Jesse Chisholm (circa 1805 - March 4, 1868) was a Scotch-Cherokee fur trader and merchant in the American West. He is known for having scouted and developed what became known as the Chisholm Trail, later used to drive cattle from Texas to railheads in Kansas in the post-Civil War period.

Chisholm used this trail to supply his trading posts among the Native American tribes in Indian Territory, what is now western Oklahoma. He worked with Black Beaver, a Lenape guide, to develop the trail. Chisholm died before the peak period of the cattle drives from Texas to Kansas; but he was important to numerous events in Texas and Oklahoma history. He served as an interpreter for both the Republic of Texas and the United States government in treaty-making with Native American tribes.

Early life and education
Chisholm's father, Ignatius, was of Scottish descent and probably also a trader, and his mother Martha (née Rogers) was a Cherokee from the region of Great Hiwassee. As the Cherokee had matrilineal kinship, Jesse was considered to belong to his mother's people. He moved with his mother to Indian Territory during the early period when some Cherokee migrated there voluntarily from the Southeast, and grew up in Cherokee culture.

Career
In 1826, Chisholm became involved in working for a gold-seeking party, who blazed a trail and explored the region to present-day Wichita, Kansas. In 1830, he helped blaze a trail from Fort Gibson to Fort Towson. In 1834, he was a member of the Dodge-Leavenworth Expedition, who made the first contact with the southern Plains Indians on behalf of the United States federal government.

**Instruction:** Translate this sentence from the passage on Jesse Chisholm into Spanish: "He worked with Black Beaver, a Lenape guide, to develop the trail." The records that come next are separate material and unrelated to the passage on Jesse Chisholm.

**Data extract:**

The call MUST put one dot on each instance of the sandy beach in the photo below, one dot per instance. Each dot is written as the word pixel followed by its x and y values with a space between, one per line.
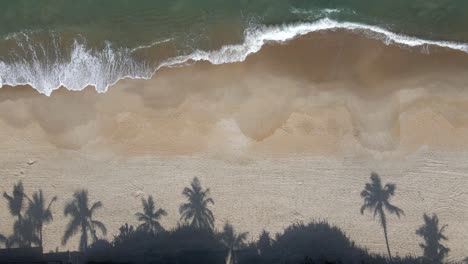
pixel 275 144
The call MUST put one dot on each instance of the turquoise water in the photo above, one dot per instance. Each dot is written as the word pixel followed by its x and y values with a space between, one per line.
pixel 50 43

...

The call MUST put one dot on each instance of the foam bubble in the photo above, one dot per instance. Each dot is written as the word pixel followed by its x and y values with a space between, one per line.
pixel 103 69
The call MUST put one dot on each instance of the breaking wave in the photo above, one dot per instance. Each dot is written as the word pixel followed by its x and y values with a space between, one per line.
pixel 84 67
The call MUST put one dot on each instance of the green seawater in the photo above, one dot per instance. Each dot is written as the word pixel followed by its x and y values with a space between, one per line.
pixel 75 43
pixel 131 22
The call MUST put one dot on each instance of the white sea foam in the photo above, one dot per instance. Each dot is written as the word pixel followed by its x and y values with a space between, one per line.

* * *

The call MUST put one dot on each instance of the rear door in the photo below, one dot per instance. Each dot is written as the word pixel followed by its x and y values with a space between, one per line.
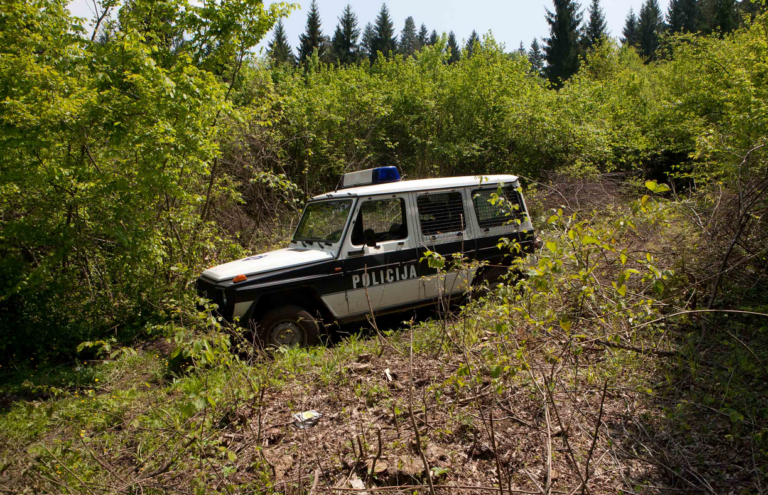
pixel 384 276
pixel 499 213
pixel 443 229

**Finished task:** Trabajó con Black Beaver, un guía lenape, para desarrollar la ruta.